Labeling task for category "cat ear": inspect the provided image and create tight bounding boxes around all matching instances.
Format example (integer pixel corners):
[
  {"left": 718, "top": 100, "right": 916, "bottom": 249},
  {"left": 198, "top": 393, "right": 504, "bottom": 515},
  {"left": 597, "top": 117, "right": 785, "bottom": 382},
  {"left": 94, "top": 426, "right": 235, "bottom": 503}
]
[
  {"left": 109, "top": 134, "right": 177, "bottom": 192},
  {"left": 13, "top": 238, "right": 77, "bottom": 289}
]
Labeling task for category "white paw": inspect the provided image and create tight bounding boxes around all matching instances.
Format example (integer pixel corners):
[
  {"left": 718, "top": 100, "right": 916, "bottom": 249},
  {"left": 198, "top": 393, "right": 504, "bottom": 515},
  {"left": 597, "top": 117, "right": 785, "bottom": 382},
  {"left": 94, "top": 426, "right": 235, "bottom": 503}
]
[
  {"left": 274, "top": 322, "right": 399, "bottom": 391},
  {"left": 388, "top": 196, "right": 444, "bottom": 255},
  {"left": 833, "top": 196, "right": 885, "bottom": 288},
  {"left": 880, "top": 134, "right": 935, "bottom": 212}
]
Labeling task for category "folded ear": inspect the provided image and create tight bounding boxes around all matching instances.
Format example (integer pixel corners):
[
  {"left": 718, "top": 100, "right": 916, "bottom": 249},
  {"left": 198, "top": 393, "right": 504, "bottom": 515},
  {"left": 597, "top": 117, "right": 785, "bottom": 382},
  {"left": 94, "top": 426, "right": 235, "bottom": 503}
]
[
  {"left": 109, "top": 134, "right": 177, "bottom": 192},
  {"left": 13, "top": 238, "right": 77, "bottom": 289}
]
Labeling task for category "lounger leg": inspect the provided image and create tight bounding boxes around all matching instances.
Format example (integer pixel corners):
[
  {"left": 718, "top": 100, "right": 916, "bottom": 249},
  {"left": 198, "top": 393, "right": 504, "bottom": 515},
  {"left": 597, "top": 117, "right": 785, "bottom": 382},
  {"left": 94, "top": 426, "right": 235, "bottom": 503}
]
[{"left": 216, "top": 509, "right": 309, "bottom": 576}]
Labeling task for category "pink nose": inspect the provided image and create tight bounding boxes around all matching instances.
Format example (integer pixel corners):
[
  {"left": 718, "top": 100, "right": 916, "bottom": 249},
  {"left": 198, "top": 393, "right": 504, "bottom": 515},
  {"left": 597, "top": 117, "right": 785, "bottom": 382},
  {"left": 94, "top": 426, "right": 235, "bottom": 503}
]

● ● ● ● ●

DIRECTION:
Collect every line of the data above that contains the word "tight".

REPLY TO THE TASK:
Labeling task for category "cat ear": inspect the provided image and create tight bounding boxes around all matching instances.
Labeling task for category "white paw": inspect the provided image and create tight bounding boxes around all matching instances.
Labeling task for category "folded ear": inspect the provided image and create tight bounding boxes around all matching instances.
Labeling task for category "lounger leg": inspect the provided image and create tight bounding boxes around all matching instances.
Labeling task for category "pink nose": inspect the provided image and create tight bounding boxes around all matching instances.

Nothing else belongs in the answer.